Document segment =>
Lunar regolith (aka. Moondust”) is a major hazard for missions heading to the Moon. It’s everywhere on the surface – 5 to 10 meters (~16.5 to 33 feet) in depth in some places – not to mention jagged and sticky! During the Apollo missions, astronauts learned how this dust adhered to everything, including their spacesuits. Worse, it would get tracked back into their Lunar Modules (LMs), where it stuck to surfaces and played havoc with electronics and mechanical equipment, and even led to long-term respiratory problems.
This is a major concern for the Artemis Program, which aims to establish a “sustained program of lunar exploration and development.” One of the key elements of this program is the Lunar Gateway, a lunar habitat that will orbit the Moon for a planned 15 years and facilitate long-term missions to the surface. The impact that regolith introduced by astronauts returning from the surface will have is not well understood. In a recent paper, a NASA-led team of researchers created a physics-based model to asses how regolith could impact the habitat over time.
The team was led by Ronald G. Lee, the lead aerospace engineer with Houston-based consulting, analytics, and government/military contractor Booz Allen Hamilton. He was joined by scientists from NASA’s Johnson Space Center, NASA’s Marshall Space Flight Center, the ESA’s European Space Research and Technology Centre (ESTEC), and Houston-based engineering firm Jacobs Technology and aerospace contractor Barrios Technology. The paper that describes their model recently appeared in Acta Astronautica.
While most meteors entering Earth’s atmosphere burn up before reaching the surface, the Moon is an airless environment. As a result, billions of years of impacts have pulverized the surface, producing fine silica particles. The absence of an atmosphere also meant that these particles experienced no weathering from wind or precipitation, leaving them misshapen and jagged. The interaction between these particles and charged plasma from the Sun’s corona (aka. solar wind) has left the regolith electrostatically charged, causing it to stick to electrically charged surfaces.
This dust caused numerous problems during the Apollo missions, including thermal control issues of the Lunar Reconnaissance Vehicle’s (LRV) batteries during the Apollo 16 and 17 missions. Eugene Cernan, Commander of the Apollo 17 Mission, went as far as declaring lunar regolith to be the greatest challenge to lunar exploration. “I think dust is probably one of our greatest inhibitors to a nominal operation on the Moon,” he said. “I think we can overcome other physiological or physical or mechanical problems except dust.”

Items =>
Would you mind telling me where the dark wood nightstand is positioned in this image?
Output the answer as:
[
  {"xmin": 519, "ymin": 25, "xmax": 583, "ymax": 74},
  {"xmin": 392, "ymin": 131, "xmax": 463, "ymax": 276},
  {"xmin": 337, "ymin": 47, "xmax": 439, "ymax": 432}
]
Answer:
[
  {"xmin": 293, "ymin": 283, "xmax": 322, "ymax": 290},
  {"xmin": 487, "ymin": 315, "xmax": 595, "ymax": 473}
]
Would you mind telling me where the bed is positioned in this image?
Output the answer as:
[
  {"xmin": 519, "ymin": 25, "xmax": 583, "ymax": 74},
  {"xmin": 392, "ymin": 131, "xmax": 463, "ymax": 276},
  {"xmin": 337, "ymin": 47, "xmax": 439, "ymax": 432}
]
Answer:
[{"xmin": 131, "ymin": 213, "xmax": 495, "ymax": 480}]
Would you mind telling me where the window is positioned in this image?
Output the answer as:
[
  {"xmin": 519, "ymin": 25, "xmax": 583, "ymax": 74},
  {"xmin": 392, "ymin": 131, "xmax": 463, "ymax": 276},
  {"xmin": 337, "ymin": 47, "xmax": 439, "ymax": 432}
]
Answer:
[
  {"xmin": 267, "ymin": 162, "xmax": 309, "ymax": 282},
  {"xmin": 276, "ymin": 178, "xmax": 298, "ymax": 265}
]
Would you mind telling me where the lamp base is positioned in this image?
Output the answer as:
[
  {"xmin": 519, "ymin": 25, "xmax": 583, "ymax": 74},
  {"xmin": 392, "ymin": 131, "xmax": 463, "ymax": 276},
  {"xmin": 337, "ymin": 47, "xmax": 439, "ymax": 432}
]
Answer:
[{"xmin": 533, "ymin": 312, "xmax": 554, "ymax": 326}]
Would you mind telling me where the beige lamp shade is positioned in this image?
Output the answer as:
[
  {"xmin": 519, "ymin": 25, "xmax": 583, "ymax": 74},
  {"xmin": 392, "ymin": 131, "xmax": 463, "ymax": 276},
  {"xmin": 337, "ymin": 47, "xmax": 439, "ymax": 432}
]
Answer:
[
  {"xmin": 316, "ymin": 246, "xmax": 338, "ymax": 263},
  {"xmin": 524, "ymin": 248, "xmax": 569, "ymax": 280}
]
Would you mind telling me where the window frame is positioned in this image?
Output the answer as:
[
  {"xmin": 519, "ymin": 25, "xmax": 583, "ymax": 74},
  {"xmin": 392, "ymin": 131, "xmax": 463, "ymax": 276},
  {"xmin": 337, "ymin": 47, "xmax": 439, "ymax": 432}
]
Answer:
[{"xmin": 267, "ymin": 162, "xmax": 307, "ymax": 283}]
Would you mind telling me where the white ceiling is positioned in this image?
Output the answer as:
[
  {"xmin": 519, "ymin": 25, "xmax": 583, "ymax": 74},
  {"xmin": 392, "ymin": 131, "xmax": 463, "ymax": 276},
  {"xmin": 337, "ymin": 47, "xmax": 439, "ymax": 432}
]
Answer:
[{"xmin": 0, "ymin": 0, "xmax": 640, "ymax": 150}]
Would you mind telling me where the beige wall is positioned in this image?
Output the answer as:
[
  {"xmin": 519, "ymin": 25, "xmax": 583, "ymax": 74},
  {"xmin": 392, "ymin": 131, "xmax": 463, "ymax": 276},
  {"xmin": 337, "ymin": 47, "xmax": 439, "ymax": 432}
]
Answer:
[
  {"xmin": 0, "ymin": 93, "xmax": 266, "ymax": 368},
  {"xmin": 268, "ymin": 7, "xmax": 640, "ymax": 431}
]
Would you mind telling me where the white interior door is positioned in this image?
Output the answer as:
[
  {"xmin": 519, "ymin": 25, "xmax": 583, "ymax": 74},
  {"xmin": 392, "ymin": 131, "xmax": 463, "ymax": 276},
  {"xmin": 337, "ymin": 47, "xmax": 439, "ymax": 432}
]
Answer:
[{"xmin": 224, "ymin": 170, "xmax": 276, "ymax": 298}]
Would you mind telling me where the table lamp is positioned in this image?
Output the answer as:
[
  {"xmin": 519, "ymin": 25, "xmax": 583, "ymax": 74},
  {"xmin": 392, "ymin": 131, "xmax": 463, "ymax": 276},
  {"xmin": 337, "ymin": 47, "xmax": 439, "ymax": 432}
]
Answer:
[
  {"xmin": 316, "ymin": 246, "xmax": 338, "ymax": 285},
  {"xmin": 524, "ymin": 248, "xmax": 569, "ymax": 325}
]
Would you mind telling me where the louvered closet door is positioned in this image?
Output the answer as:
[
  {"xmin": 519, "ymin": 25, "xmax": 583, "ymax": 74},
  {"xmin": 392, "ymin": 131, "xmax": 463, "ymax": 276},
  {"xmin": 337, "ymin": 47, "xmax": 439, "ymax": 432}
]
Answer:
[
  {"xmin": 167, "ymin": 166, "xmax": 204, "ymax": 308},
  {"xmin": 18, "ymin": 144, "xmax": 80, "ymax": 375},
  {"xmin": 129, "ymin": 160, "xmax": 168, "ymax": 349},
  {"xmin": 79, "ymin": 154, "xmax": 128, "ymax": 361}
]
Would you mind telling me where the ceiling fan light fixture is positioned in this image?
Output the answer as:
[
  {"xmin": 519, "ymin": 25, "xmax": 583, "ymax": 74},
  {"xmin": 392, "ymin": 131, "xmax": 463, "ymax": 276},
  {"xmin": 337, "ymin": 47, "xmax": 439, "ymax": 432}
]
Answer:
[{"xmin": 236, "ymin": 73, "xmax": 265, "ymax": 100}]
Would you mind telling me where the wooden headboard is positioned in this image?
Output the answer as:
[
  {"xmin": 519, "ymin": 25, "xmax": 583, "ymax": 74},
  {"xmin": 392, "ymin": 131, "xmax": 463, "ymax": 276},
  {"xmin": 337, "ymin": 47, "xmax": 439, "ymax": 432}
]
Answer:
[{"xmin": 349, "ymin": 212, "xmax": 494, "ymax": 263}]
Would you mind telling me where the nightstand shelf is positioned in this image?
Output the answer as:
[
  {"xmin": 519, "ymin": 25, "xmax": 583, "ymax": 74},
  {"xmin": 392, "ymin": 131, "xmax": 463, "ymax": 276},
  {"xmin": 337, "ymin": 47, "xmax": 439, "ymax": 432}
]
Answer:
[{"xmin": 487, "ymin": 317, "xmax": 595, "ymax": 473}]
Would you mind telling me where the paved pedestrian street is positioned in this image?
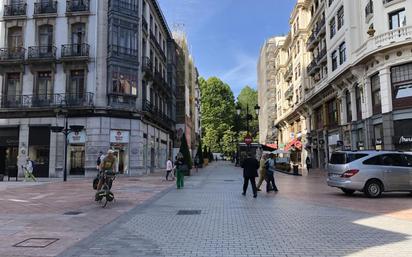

Tasks to perform =>
a) In the lunar dust article, which organizations does the text say contributed scientists to Ronald G. Lee's team? Leave out Lee's own employer.
b) Summarize the lunar dust article in two sentences.
c) According to the lunar dust article, how long is the Lunar Gateway planned to orbit the Moon?

Outputs in order =>
a)
- NASA's Johnson Space Center
- NASA's Marshall Space Flight Center
- The ESA's European Space Research and Technology Centre (ESTEC)
- Jacobs Technology
- Barrios Technology

b) Lunar regolith is jagged, sticky, and electrostatically charged because of impacts, a lack of weathering, and solar wind. It caused equipment and health problems during the Apollo missions, and a NASA-led team has built a physics-based model to assess how it could affect the Lunar Gateway habitat over time.

c) 15 years.